▶ _Instructions to follow_:
Please retype the records that appear below, exactly and in full.

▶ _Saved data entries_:
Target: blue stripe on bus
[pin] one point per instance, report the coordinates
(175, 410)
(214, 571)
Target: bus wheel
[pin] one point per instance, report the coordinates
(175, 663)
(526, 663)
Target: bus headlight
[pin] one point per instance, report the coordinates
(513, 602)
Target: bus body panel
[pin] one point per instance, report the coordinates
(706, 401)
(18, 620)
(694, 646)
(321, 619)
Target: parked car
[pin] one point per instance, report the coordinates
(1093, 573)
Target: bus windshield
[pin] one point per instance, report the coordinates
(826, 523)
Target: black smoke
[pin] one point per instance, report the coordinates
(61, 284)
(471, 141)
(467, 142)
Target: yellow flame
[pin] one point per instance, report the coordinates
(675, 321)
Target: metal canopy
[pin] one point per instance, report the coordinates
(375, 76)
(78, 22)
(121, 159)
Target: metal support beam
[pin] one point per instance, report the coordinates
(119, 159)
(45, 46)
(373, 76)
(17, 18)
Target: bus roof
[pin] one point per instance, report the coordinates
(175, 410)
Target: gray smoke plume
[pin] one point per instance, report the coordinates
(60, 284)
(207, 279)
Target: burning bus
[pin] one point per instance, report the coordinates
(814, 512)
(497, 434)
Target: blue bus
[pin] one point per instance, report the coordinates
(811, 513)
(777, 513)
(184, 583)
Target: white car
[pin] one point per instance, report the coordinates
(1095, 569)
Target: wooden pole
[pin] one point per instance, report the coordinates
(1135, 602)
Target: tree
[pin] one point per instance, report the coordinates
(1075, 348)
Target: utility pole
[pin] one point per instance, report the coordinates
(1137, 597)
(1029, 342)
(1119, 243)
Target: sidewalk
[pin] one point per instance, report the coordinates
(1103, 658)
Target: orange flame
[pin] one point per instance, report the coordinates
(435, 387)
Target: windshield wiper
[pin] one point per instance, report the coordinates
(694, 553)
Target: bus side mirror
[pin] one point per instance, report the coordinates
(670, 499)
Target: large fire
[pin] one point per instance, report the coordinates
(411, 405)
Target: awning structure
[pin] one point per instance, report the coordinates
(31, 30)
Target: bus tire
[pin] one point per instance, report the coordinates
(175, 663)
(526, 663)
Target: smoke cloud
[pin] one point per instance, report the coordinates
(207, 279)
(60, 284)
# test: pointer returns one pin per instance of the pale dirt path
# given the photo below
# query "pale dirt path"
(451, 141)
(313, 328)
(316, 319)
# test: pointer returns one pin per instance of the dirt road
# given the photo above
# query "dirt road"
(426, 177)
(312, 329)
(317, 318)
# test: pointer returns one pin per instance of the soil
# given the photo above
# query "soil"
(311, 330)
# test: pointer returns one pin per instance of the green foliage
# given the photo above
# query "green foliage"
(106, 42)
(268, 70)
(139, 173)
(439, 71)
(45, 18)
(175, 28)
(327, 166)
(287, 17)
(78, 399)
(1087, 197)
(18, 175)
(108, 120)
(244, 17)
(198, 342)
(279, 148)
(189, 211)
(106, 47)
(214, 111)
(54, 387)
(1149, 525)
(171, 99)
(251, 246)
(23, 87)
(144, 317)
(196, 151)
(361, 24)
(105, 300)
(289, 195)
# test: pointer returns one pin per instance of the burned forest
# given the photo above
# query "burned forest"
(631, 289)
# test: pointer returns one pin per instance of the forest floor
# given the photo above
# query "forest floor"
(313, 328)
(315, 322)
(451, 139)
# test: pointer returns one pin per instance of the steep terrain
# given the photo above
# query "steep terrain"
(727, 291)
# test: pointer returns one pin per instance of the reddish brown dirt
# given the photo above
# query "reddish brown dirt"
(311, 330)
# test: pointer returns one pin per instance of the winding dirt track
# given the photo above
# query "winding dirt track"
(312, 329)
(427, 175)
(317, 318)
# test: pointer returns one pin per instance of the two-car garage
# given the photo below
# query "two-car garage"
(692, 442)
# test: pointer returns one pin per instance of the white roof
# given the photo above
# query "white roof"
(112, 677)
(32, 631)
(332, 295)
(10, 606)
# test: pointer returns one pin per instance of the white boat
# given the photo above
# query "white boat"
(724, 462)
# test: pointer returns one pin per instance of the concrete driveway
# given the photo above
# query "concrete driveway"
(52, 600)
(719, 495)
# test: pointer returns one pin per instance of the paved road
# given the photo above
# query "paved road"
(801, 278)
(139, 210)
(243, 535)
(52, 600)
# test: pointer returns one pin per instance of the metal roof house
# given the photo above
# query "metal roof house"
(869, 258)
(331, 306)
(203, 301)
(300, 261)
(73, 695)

▶ _Output for this task_:
Target: blue stripe on bus
[pin] one point per instance, report the coordinates
(175, 410)
(214, 571)
Target: bus wheel
[pin] one point per instance, report the coordinates
(175, 663)
(526, 663)
Target: bus headlight
[pin] one point per instance, report the coordinates
(513, 602)
Target: bus body panel
[pin] one point per instance, report the coordinates
(706, 401)
(18, 620)
(694, 646)
(321, 619)
Target: parked car
[pin] one point per instance, report the coordinates
(1093, 573)
Target: bus windshield
[pin] one point per instance, report the coordinates
(826, 523)
Target: black smoke
[pin] one point per instance, report the coordinates
(61, 284)
(471, 141)
(467, 142)
Target: yellow flame
[pin] one point per instance, report the coordinates
(675, 321)
Target: metal canopy
[pin] one point per instance, report the coordinates
(375, 76)
(78, 22)
(121, 159)
Target: metal support beam
[pin] one point per instance, report the coordinates
(119, 159)
(45, 46)
(373, 76)
(17, 18)
Target: bus roof
[pin] one point per instance, report the coordinates
(175, 410)
Target: gray smoke plume
[pin] one point per instance, report the coordinates
(60, 284)
(207, 279)
Target: burning bus
[pin] one point per instance, report the coordinates
(814, 512)
(497, 434)
Target: blue bus
[pin] one point per instance, report the coordinates
(811, 513)
(777, 513)
(184, 583)
Target: white car
[pin] one point per instance, report the coordinates
(1095, 569)
Target: wooden pole
[pin] one point per instance, report the coordinates
(1135, 602)
Target: tree
[pin] one point per instance, report the coordinates
(1075, 348)
Target: utility pole
[pin] one point per instance, report the coordinates
(1137, 597)
(1029, 342)
(1119, 243)
Target: sidewalk
[pin] one point per instance, report the coordinates
(1103, 658)
Target: orange flame
[pin] one point per instance, report the coordinates
(435, 387)
Target: windshield wiper
[pin] one point per instance, report the coordinates
(694, 553)
Target: bus side mirror
[pin] one point per instance, report the coordinates
(670, 499)
Target: large fire
[pin] one point per instance, report the coordinates
(411, 405)
Target: awning structure
[pin] one point per instance, report the coordinates
(31, 30)
Target: bus tire
[pin] one point per instance, report the coordinates
(175, 663)
(526, 663)
Target: smoke cloud
[pin] one point per instance, report the coordinates
(207, 279)
(60, 284)
# test: pointer returns one pin per instance of the pale dirt path
# given the photo below
# query "pale dirt path"
(451, 141)
(313, 328)
(316, 319)
# test: pointer returns one pin per instance of the dirt road
# given the photo above
# query "dirt road"
(426, 177)
(312, 329)
(317, 318)
# test: pointer returns one pin per instance of the soil
# given the photo above
# query "soil"
(311, 330)
# test: pointer returns one pin per instance of the green foliage
# given the photo above
# query "green foliage"
(106, 42)
(268, 70)
(139, 173)
(439, 71)
(45, 18)
(175, 28)
(327, 166)
(287, 17)
(78, 399)
(1087, 197)
(18, 175)
(108, 120)
(244, 17)
(198, 342)
(279, 148)
(189, 211)
(106, 47)
(214, 111)
(54, 387)
(1149, 525)
(171, 99)
(251, 246)
(23, 87)
(144, 317)
(196, 151)
(361, 24)
(105, 300)
(289, 195)
# test: pointer returns one pin per instance of the burned forest
# given the photo above
# query "burned forest"
(631, 289)
# test: pointer returns one pin per instance of the forest floor
# given the photo above
# query "forest floor"
(313, 328)
(315, 322)
(451, 139)
# test: pointer returns one pin per instance of the steep terrain
# given the photo above
# query "steep terrain"
(727, 291)
# test: pointer returns one pin per instance of the reddish brown dirt
# given the photo above
# query "reddish brown dirt"
(311, 330)
# test: pointer returns one pin per instance of the winding dirt track
# given the photo above
# query "winding dirt track"
(312, 329)
(427, 175)
(317, 318)
# test: pointer returns one pin per instance of the two-car garage
# given the photo below
# query "two-car garage"
(692, 442)
# test: pointer returns one pin per instance of the white roof
# given the photo above
# query "white roof"
(112, 677)
(32, 631)
(332, 295)
(10, 606)
# test: pointer returns one pin per instance of the white boat
# given the photo above
# query "white boat"
(724, 462)
# test: pointer returns one pin per instance of the concrete driveway
# given the photo above
# query "concrete driveway"
(52, 600)
(719, 495)
# test: pointer returns one pin per instance of the paved road
# given the photo above
# query "paved road"
(801, 278)
(139, 210)
(243, 535)
(52, 600)
# test: pointer returns one pin per instance of the metal roof house
# given the photo above
# query "metal roof house"
(869, 258)
(331, 306)
(203, 301)
(300, 261)
(73, 695)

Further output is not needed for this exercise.